(Beginning of RECORDS FOR PROCESSING)

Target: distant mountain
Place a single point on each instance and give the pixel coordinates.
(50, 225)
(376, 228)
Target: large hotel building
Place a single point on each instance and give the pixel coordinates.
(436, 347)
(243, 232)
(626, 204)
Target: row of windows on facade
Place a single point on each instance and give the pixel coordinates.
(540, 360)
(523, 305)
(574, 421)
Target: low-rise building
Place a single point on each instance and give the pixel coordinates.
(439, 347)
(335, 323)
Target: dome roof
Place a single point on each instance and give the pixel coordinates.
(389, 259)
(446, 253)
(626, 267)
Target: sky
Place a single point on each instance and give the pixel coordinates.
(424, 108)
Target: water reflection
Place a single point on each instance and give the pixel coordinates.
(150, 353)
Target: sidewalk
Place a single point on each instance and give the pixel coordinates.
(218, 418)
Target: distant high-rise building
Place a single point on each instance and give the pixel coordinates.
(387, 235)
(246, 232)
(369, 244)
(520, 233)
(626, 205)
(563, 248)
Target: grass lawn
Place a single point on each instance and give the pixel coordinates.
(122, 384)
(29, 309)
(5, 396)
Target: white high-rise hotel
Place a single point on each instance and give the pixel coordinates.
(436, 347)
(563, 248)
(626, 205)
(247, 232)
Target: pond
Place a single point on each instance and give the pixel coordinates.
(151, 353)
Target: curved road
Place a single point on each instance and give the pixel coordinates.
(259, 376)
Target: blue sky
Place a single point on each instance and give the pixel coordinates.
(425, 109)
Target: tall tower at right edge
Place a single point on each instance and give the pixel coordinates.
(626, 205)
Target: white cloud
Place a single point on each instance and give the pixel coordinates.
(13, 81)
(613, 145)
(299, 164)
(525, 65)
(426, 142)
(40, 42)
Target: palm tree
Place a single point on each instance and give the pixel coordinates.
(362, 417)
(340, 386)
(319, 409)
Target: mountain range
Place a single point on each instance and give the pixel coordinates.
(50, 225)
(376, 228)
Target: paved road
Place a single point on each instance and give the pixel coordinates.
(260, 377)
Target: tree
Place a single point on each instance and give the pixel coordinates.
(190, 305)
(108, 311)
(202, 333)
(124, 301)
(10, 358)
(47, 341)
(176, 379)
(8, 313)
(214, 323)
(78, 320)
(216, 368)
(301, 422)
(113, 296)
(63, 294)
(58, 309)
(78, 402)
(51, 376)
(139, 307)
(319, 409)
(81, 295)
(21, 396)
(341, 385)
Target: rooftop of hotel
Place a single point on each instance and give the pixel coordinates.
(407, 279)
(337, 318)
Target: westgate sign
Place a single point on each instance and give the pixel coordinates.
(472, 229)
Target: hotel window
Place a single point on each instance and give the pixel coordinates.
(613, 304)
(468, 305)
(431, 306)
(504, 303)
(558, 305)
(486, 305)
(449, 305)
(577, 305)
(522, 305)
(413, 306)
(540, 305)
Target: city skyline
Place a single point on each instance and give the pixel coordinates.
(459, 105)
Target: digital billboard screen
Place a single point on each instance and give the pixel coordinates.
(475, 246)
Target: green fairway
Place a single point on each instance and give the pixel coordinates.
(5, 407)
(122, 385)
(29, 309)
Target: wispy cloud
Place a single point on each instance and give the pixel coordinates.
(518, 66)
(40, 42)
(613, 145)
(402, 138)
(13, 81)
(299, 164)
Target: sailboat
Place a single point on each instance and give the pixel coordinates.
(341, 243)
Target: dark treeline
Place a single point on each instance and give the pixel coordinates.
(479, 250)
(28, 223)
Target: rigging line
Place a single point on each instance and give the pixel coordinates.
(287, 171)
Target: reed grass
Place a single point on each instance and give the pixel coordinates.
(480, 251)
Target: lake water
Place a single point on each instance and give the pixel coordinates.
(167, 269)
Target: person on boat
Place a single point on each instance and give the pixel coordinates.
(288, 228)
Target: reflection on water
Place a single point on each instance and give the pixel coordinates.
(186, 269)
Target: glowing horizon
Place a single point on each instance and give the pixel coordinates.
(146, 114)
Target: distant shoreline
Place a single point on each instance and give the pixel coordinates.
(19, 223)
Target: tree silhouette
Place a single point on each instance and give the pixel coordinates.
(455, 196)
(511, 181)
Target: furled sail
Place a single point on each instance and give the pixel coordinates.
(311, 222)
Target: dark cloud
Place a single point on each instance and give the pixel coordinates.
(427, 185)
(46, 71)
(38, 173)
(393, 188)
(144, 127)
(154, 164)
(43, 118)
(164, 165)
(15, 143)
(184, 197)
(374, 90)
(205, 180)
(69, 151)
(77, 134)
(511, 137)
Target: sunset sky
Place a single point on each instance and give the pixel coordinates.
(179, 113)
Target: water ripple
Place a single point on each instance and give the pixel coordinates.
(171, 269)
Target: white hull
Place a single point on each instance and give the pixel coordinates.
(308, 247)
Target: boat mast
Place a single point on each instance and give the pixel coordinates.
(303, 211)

(End of RECORDS FOR PROCESSING)
(Beginning of RECORDS FOR PROCESSING)

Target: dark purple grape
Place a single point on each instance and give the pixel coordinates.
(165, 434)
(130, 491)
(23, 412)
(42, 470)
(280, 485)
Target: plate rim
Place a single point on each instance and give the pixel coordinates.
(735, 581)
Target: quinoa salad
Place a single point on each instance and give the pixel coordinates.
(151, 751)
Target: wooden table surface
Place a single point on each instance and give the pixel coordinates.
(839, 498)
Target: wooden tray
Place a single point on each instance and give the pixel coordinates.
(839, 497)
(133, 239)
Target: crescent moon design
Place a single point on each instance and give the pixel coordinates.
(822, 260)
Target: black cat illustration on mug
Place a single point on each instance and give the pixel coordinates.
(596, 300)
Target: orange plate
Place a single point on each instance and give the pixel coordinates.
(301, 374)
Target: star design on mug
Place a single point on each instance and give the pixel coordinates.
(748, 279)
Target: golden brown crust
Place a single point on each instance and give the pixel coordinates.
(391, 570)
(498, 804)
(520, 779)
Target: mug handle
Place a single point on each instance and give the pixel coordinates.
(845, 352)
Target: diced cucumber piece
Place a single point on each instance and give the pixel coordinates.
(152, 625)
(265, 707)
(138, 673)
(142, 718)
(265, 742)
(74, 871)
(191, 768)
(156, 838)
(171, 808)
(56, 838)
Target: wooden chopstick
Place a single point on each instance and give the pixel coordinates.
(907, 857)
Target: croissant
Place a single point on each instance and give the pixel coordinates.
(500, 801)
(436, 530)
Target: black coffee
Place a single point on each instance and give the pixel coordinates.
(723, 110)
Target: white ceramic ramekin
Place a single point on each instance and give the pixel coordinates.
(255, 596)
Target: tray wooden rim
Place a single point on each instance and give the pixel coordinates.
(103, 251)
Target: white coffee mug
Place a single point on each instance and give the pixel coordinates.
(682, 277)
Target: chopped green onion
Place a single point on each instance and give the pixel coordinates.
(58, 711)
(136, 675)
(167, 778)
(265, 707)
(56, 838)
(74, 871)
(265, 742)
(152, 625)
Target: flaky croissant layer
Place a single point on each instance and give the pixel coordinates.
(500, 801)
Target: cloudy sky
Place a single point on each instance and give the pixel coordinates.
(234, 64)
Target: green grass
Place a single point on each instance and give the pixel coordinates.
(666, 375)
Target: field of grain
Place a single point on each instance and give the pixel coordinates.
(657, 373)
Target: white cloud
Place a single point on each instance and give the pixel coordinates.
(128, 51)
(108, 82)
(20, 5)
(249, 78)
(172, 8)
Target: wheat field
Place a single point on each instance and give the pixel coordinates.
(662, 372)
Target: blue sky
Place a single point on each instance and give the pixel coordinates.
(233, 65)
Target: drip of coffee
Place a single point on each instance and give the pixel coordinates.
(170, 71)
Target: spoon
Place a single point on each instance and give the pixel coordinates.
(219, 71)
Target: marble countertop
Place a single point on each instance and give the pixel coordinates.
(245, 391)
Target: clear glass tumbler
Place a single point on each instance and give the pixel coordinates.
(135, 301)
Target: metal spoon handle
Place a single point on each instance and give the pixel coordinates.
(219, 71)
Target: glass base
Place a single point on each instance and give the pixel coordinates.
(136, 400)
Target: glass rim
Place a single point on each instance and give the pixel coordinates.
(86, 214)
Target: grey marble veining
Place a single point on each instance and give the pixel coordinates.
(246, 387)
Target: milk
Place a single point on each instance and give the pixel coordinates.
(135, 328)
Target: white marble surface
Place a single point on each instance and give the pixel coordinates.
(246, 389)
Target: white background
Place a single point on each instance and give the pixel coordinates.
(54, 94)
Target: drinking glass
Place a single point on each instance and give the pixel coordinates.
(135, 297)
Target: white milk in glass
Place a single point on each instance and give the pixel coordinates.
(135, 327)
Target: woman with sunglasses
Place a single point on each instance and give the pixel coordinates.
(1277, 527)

(End of RECORDS FOR PROCESSING)

• [EXERCISE DIRECTIONS] All lines with the word "tray" should be copied from the material above.

• [EXERCISE SOLUTION]
Target: wooden tray
Target: tray wooden rim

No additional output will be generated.